§ **Task set**
• 1. According to the excerpt on AT&T and Motorola, in what month and year did AT&T make its proposal to the FCC?
• 2. In the excerpt on AT&T and Motorola, rewrite the passage between "At AT&T, an" and "meant a monopoly.", inclusive, changing "megahertz" to "MHz".
-------- Excerpt
At AT&T, an important technological breakthrough came with an idea that would change the way people would communicate. The idea was that the phone’s signal could be carried over a geographical area, passing from transmitter to transmitter in individual ‘cells’ of territory. In December 1971, AT&T made a proposal to FCC (Federal Communications Commission) that threatened Motorola’s existence. The FCC is a government body that regulates interstate and international communications by radio, television, wire, satellite and cable. AT&T proposed to provide air to ground services, a public switch telephone service, in other words a private ‘land-mobile’. For this, they asked for thirty megahertz of spectrum. Since each city only had thirty channels, it meant a monopoly.

Martin understood that if FCC granted this proposal, AT&T would either control them or put them out of business. What Martin found unacceptable was that AT&T’s vision of cellular telephony was, ‘Car phones’. Car phones were phones that were attached to the car’s dash board. Their model required immense charge, which was provided by the car battery, hence bounding it and the user to the car. Moreover, it’s estimated cost was between $3000 to $5000.

Motorola had learnt from their land-mobile business experiences that people are fundamentally mobile. Martin remembered what the superintendent of police in Chicago once told him when he was working on Two-way car radios, “I have a real problem. My officers have to constantly be in communications, the only way they can talk is to be in their cars and yet the people they were protecting were walking on the streets. How can I have my officers connected and still in mingling with the people.” And Martin discovered that this was also true for people working in managing airports, businesses and real estate people. He became aware of the fact that real communication was portable communication. People did not want to be chained to the walls, or stuck in their cars or homes; they liked to move around.
----------------
-------- Recorded data
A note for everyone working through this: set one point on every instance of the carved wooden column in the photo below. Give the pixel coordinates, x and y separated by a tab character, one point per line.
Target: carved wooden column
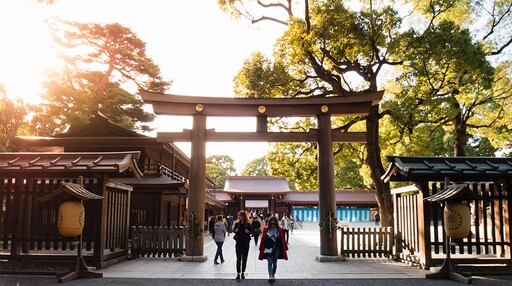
327	194
194	247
----------------
§ **Answer set**
• 1. December 1971

• 2.
At AT&T, an important technological breakthrough came with an idea that would change the way people would communicate. The idea was that the phone’s signal could be carried over a geographical area, passing from transmitter to transmitter in individual ‘cells’ of territory. In December 1971, AT&T made a proposal to FCC (Federal Communications Commission) that threatened Motorola’s existence. The FCC is a government body that regulates interstate and international communications by radio, television, wire, satellite and cable. AT&T proposed to provide air to ground services, a public switch telephone service, in other words a private ‘land-mobile’. For this, they asked for thirty MHz of spectrum. Since each city only had thirty channels, it meant a monopoly.